**REQUIREMENTS:** Return, word for word, only the lines from the one containing "For the evaluation, point out each instance of the bracelet" through the last line of the entries.
::::::::::
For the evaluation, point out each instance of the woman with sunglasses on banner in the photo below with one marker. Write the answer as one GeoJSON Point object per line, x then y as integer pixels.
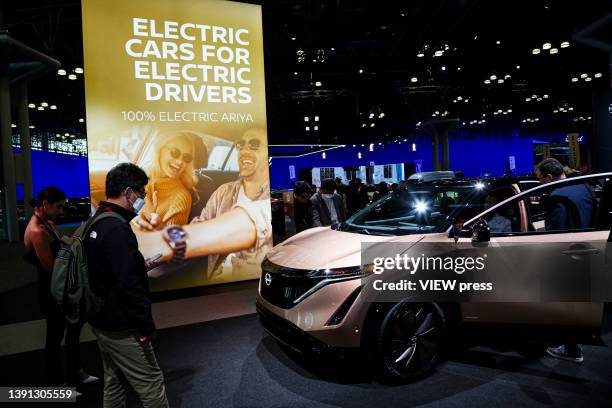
{"type": "Point", "coordinates": [172, 180]}
{"type": "Point", "coordinates": [234, 229]}
{"type": "Point", "coordinates": [42, 239]}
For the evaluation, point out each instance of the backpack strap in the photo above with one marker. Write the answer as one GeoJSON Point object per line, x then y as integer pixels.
{"type": "Point", "coordinates": [96, 219]}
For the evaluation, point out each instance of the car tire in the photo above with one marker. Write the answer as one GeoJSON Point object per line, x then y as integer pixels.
{"type": "Point", "coordinates": [409, 341]}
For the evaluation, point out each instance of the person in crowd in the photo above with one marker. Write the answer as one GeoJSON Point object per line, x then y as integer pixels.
{"type": "Point", "coordinates": [301, 206]}
{"type": "Point", "coordinates": [42, 238]}
{"type": "Point", "coordinates": [234, 229]}
{"type": "Point", "coordinates": [568, 207]}
{"type": "Point", "coordinates": [124, 327]}
{"type": "Point", "coordinates": [327, 207]}
{"type": "Point", "coordinates": [381, 191]}
{"type": "Point", "coordinates": [172, 180]}
{"type": "Point", "coordinates": [496, 221]}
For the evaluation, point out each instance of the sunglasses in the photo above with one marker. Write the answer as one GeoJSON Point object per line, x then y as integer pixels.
{"type": "Point", "coordinates": [253, 144]}
{"type": "Point", "coordinates": [176, 153]}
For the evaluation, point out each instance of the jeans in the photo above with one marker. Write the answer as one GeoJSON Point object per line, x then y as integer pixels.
{"type": "Point", "coordinates": [57, 326]}
{"type": "Point", "coordinates": [123, 355]}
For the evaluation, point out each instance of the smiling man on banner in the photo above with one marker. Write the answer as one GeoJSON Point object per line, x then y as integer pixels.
{"type": "Point", "coordinates": [234, 229]}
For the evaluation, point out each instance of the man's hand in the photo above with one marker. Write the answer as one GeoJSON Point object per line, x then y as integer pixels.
{"type": "Point", "coordinates": [146, 221]}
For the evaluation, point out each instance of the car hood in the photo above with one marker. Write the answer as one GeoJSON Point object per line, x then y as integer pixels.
{"type": "Point", "coordinates": [323, 247]}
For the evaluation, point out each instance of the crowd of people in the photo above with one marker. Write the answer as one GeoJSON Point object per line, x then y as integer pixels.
{"type": "Point", "coordinates": [124, 326]}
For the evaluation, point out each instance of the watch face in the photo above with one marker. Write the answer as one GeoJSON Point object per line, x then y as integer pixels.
{"type": "Point", "coordinates": [176, 233]}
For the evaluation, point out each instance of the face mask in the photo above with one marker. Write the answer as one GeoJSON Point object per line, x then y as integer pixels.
{"type": "Point", "coordinates": [138, 204]}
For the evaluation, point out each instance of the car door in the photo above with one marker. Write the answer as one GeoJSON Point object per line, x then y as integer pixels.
{"type": "Point", "coordinates": [575, 248]}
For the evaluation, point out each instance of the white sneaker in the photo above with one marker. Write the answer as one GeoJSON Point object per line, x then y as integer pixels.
{"type": "Point", "coordinates": [90, 379]}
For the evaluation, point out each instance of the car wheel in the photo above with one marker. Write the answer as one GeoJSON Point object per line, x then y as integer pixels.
{"type": "Point", "coordinates": [409, 341]}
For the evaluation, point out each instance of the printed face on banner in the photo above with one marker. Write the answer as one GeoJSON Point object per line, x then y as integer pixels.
{"type": "Point", "coordinates": [177, 87]}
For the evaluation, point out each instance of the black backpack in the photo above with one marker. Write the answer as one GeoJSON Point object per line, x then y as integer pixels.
{"type": "Point", "coordinates": [70, 277]}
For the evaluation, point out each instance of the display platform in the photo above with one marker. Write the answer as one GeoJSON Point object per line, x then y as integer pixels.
{"type": "Point", "coordinates": [234, 363]}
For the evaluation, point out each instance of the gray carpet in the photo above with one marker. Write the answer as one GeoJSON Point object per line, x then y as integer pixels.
{"type": "Point", "coordinates": [233, 363]}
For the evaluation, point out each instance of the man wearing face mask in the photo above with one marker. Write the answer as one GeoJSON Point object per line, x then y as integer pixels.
{"type": "Point", "coordinates": [327, 207]}
{"type": "Point", "coordinates": [234, 229]}
{"type": "Point", "coordinates": [124, 326]}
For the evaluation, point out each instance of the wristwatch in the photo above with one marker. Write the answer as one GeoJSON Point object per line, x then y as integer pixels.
{"type": "Point", "coordinates": [176, 237]}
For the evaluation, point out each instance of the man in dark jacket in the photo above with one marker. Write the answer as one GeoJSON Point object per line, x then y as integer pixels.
{"type": "Point", "coordinates": [327, 207]}
{"type": "Point", "coordinates": [124, 327]}
{"type": "Point", "coordinates": [567, 208]}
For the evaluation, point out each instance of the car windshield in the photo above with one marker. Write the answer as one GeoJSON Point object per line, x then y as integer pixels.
{"type": "Point", "coordinates": [415, 210]}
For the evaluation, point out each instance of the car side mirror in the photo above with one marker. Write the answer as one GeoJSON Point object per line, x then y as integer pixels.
{"type": "Point", "coordinates": [481, 232]}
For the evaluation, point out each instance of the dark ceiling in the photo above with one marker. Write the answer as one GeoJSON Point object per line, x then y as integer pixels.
{"type": "Point", "coordinates": [352, 63]}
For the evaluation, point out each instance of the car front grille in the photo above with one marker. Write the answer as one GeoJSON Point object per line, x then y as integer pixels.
{"type": "Point", "coordinates": [284, 287]}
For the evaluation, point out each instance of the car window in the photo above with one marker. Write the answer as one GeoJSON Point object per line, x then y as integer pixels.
{"type": "Point", "coordinates": [583, 204]}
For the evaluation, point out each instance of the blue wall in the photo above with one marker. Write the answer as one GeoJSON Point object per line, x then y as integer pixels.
{"type": "Point", "coordinates": [69, 173]}
{"type": "Point", "coordinates": [474, 157]}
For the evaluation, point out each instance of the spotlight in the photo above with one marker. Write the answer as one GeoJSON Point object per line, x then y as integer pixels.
{"type": "Point", "coordinates": [420, 206]}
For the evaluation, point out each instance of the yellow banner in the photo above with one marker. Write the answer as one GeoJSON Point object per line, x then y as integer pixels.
{"type": "Point", "coordinates": [177, 87]}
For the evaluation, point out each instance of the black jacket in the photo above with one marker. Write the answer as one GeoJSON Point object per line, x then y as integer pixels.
{"type": "Point", "coordinates": [118, 274]}
{"type": "Point", "coordinates": [319, 212]}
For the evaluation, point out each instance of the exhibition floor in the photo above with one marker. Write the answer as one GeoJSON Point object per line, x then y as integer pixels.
{"type": "Point", "coordinates": [232, 362]}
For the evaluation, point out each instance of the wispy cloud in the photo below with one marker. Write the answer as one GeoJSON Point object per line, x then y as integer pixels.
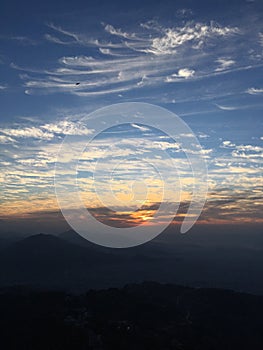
{"type": "Point", "coordinates": [224, 63]}
{"type": "Point", "coordinates": [255, 91]}
{"type": "Point", "coordinates": [46, 131]}
{"type": "Point", "coordinates": [150, 56]}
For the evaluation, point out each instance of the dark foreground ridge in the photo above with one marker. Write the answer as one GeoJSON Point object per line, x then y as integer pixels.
{"type": "Point", "coordinates": [139, 316]}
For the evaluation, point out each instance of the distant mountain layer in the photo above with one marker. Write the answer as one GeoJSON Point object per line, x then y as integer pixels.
{"type": "Point", "coordinates": [69, 262]}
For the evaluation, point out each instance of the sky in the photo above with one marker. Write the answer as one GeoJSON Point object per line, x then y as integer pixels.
{"type": "Point", "coordinates": [59, 62]}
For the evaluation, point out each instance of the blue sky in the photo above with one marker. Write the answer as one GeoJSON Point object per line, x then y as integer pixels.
{"type": "Point", "coordinates": [201, 60]}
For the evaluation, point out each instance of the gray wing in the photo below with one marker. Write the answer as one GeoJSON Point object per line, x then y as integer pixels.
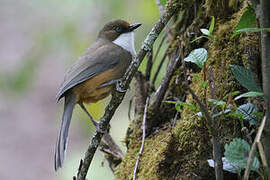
{"type": "Point", "coordinates": [91, 64]}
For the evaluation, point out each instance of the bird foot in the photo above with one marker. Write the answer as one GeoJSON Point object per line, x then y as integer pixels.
{"type": "Point", "coordinates": [100, 130]}
{"type": "Point", "coordinates": [119, 88]}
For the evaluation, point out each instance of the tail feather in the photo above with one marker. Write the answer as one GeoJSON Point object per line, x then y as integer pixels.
{"type": "Point", "coordinates": [61, 144]}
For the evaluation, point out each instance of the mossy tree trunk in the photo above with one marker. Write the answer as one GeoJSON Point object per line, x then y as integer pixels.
{"type": "Point", "coordinates": [178, 144]}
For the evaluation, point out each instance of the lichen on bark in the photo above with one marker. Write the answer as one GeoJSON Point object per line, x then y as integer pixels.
{"type": "Point", "coordinates": [180, 152]}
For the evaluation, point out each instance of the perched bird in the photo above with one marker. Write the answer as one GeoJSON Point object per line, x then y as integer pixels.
{"type": "Point", "coordinates": [94, 74]}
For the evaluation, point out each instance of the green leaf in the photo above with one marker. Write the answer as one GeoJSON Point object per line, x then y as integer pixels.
{"type": "Point", "coordinates": [211, 28]}
{"type": "Point", "coordinates": [217, 102]}
{"type": "Point", "coordinates": [200, 37]}
{"type": "Point", "coordinates": [197, 56]}
{"type": "Point", "coordinates": [247, 20]}
{"type": "Point", "coordinates": [250, 94]}
{"type": "Point", "coordinates": [252, 30]}
{"type": "Point", "coordinates": [245, 77]}
{"type": "Point", "coordinates": [204, 84]}
{"type": "Point", "coordinates": [234, 93]}
{"type": "Point", "coordinates": [163, 2]}
{"type": "Point", "coordinates": [237, 154]}
{"type": "Point", "coordinates": [237, 115]}
{"type": "Point", "coordinates": [248, 110]}
{"type": "Point", "coordinates": [226, 165]}
{"type": "Point", "coordinates": [205, 32]}
{"type": "Point", "coordinates": [178, 107]}
{"type": "Point", "coordinates": [180, 103]}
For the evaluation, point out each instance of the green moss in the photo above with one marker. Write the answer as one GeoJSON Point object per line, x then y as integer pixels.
{"type": "Point", "coordinates": [154, 148]}
{"type": "Point", "coordinates": [181, 153]}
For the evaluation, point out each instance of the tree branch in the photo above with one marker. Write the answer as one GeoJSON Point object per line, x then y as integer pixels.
{"type": "Point", "coordinates": [160, 93]}
{"type": "Point", "coordinates": [253, 149]}
{"type": "Point", "coordinates": [265, 43]}
{"type": "Point", "coordinates": [143, 139]}
{"type": "Point", "coordinates": [117, 97]}
{"type": "Point", "coordinates": [217, 155]}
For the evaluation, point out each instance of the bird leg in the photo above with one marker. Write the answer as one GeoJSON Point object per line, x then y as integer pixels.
{"type": "Point", "coordinates": [92, 120]}
{"type": "Point", "coordinates": [117, 85]}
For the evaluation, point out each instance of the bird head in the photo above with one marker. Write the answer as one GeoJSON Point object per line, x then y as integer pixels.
{"type": "Point", "coordinates": [113, 29]}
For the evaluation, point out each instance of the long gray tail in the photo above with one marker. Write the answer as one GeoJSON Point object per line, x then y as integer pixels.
{"type": "Point", "coordinates": [61, 144]}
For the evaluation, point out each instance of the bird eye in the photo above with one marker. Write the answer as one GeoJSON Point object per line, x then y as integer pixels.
{"type": "Point", "coordinates": [118, 29]}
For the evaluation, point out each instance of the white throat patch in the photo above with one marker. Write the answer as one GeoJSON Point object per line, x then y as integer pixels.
{"type": "Point", "coordinates": [126, 41]}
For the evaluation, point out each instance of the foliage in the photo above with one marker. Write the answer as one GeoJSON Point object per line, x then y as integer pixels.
{"type": "Point", "coordinates": [179, 104]}
{"type": "Point", "coordinates": [208, 33]}
{"type": "Point", "coordinates": [246, 22]}
{"type": "Point", "coordinates": [237, 154]}
{"type": "Point", "coordinates": [197, 56]}
{"type": "Point", "coordinates": [245, 77]}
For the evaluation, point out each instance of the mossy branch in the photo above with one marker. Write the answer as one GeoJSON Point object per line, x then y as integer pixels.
{"type": "Point", "coordinates": [118, 96]}
{"type": "Point", "coordinates": [265, 49]}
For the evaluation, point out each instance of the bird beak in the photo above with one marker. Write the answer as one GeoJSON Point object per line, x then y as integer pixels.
{"type": "Point", "coordinates": [132, 27]}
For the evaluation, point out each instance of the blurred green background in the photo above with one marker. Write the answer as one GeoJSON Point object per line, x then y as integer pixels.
{"type": "Point", "coordinates": [39, 40]}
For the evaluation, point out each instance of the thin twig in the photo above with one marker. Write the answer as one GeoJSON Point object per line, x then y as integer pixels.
{"type": "Point", "coordinates": [149, 65]}
{"type": "Point", "coordinates": [159, 47]}
{"type": "Point", "coordinates": [217, 154]}
{"type": "Point", "coordinates": [159, 67]}
{"type": "Point", "coordinates": [162, 12]}
{"type": "Point", "coordinates": [143, 139]}
{"type": "Point", "coordinates": [118, 96]}
{"type": "Point", "coordinates": [213, 131]}
{"type": "Point", "coordinates": [160, 7]}
{"type": "Point", "coordinates": [253, 149]}
{"type": "Point", "coordinates": [159, 95]}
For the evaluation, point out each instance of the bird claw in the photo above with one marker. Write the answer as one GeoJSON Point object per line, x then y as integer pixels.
{"type": "Point", "coordinates": [119, 88]}
{"type": "Point", "coordinates": [100, 130]}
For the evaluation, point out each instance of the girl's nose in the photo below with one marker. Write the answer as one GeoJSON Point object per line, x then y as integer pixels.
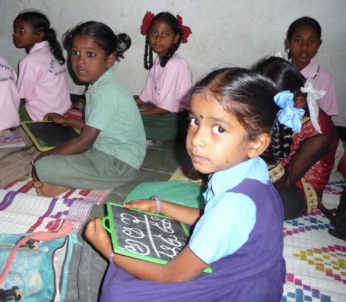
{"type": "Point", "coordinates": [80, 60]}
{"type": "Point", "coordinates": [197, 139]}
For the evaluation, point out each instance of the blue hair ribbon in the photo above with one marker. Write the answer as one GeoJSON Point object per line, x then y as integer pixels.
{"type": "Point", "coordinates": [289, 115]}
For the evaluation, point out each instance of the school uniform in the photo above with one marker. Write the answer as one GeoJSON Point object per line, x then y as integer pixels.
{"type": "Point", "coordinates": [9, 98]}
{"type": "Point", "coordinates": [169, 88]}
{"type": "Point", "coordinates": [323, 81]}
{"type": "Point", "coordinates": [43, 83]}
{"type": "Point", "coordinates": [240, 234]}
{"type": "Point", "coordinates": [118, 151]}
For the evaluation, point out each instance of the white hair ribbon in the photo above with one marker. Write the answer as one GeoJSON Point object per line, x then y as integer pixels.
{"type": "Point", "coordinates": [313, 96]}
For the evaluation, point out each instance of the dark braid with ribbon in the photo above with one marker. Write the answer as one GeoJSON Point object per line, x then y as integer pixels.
{"type": "Point", "coordinates": [40, 24]}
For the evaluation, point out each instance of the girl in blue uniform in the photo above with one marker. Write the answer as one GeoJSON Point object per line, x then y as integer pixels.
{"type": "Point", "coordinates": [240, 231]}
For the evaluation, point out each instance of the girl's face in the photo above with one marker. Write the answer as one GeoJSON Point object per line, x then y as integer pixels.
{"type": "Point", "coordinates": [303, 46]}
{"type": "Point", "coordinates": [23, 35]}
{"type": "Point", "coordinates": [162, 37]}
{"type": "Point", "coordinates": [215, 140]}
{"type": "Point", "coordinates": [89, 60]}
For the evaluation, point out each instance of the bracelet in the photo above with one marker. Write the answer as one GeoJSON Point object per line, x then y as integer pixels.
{"type": "Point", "coordinates": [158, 203]}
{"type": "Point", "coordinates": [111, 257]}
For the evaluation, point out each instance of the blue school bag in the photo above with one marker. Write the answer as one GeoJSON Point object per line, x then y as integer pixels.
{"type": "Point", "coordinates": [35, 267]}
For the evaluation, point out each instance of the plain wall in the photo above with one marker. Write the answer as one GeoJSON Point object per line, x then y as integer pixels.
{"type": "Point", "coordinates": [225, 32]}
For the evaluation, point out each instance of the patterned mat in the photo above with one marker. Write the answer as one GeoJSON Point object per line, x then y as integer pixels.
{"type": "Point", "coordinates": [315, 260]}
{"type": "Point", "coordinates": [336, 184]}
{"type": "Point", "coordinates": [24, 185]}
::::::::::
**TASK ANSWER:**
For the evaluation, point out each instance of the bracelet in the photo above with one marker. Write the answer as one GeoJSON Point object per line, x then y as integer pixels.
{"type": "Point", "coordinates": [158, 203]}
{"type": "Point", "coordinates": [111, 257]}
For the evaluation, point out each instance of the blue school bag in the photo above with one marker. Write the answer as one GeoJSON Point object per line, x then y as integer pixels.
{"type": "Point", "coordinates": [35, 267]}
For the evaluation, point out each instance of the plain wall in the photo above with one marker. Write the answer as one GeoJSON Point object per line, x then y as integer pixels.
{"type": "Point", "coordinates": [225, 32]}
For the evaluation, point out each instance of the patterned mat in the photo above with one marker. Write the answer as one GeoJSON Point object per line, x then y as integer pixels.
{"type": "Point", "coordinates": [315, 260]}
{"type": "Point", "coordinates": [336, 184]}
{"type": "Point", "coordinates": [24, 185]}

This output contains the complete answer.